• _Gereksinimler_:
(1) Metin alıntısına göre, eylemin müzakere sonucunda ortaya çıkan kararlara dayandığını söyleyerek siyaseti nitelendiren eser hangisidir?
(2) Lütfen metin alıntısında "46 soyutlanarak analiz" ifadesini içeren sözlerle açılıp "olarak analiz edilir." ifadesiyle kapanan bölümü aynen yazın.

• _Metin alıntısı_:
====
• Sonuç bulunamadı

Tartışma Teorisi ve POLİTİK Söylem Analizi, eleştirel sosyal bilimin amaçları

DESTEK NİTELEYİCİ

3.2. Politik Tartışma Analizi Şeması (Fairclough Modeli)

3.2.2. Tartışma Teorisi ve POLİTİK Söylem Analizi, eleştirel sosyal bilimin amaçları

Fairclough ve Fairclough’ın Tartışma Teorisini ve analizini PDA'ya dahil etme konusundaki ilk argümanı, siyasetin doğası ve politik söylem hakkındaki iddialardan kaynaklanmıştır. Fairclough ve Fairclough’a göre, politika en temel olarak, belirli amaç ve değerler ışığında koşullara ve olaylara tepki olarak nasıl davranılacağı konusunda seçimler yapmakla ilgilidir ve bu tür seçimler ve bunlardan sonra gelen eylemler, ne yapılması gerektiği konusunda pratik akıl yürütmeye dayanır. Bu, Aristo’nun Nicomachean Etik’indeki siyaseti karakterize etme biçimine karşılık gelir: eylem, müzakere sonucunda ortaya çıkan kararlara dayanır. Bu nedenle, politik söylem, öncelikli olarak tartışma ve daha spesifik olarak pratik tartışma ve müzakere olarak görülmektedir. Bu nedenle politik söylemin analizi, tartışmalı söylemi analiz etmek için sağlam yöntemler içeren (eleştirel) söylem analizi modelleri ile çalışabilir.

Bu noktada Fairclough’ın PDA metodunun söylemin diğer çeşitlerinden ziyade sadece politik söylemlere odaklanmasını bir çeşit zayıf noktası olarak görebiliriz. Bu, PDA öncelikle temsillere -veya simgelere- (representations) ve dünyayı “temsil etme”nin yollarından biri olan söylemlere odaklanmaz. Fairclough ve Fairclough eylemin ve türlerin (genre) analizinin temsil ve söylemlerin analizinden öncelikli olduğunu iddia eder. Çünkü temsiller, anlatı, açıklama, teorik tartışma veya pratik argümantasyon gibi belirli eylem türlerinin unsurları olarak kritik öneme sahiptir (Fairclough, 2012). Ancak bu temsiller genellikle PDA'da büyük ölçüde eylemden

46 soyutlanarak analiz edilmiştir. Fairclough ve Fairclough’ın teorisinde ise, bu temsiller pratik tartışma durumunda, argümanların kurucu unsurlarıdır. Ve pratik tartışma durumunda aktörlerin ne yapılması gerektiği konusundaki argümanlarında öncül olarak analiz edilir.
====
• _Kayıtlı veriler_:
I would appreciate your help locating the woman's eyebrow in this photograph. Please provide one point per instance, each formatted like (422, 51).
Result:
====
• _Sırayla yanıtlar_:
(1) Aristo'nun Nicomachean Etik'i.

(2)
46 soyutlanarak analiz edilmiştir. Fairclough ve Fairclough’ın teorisinde ise, bu temsiller pratik tartışma durumunda, argümanların kurucu unsurlarıdır. Ve pratik tartışma durumunda aktörlerin ne yapılması gerektiği konusundaki argümanlarında öncül olarak analiz edilir.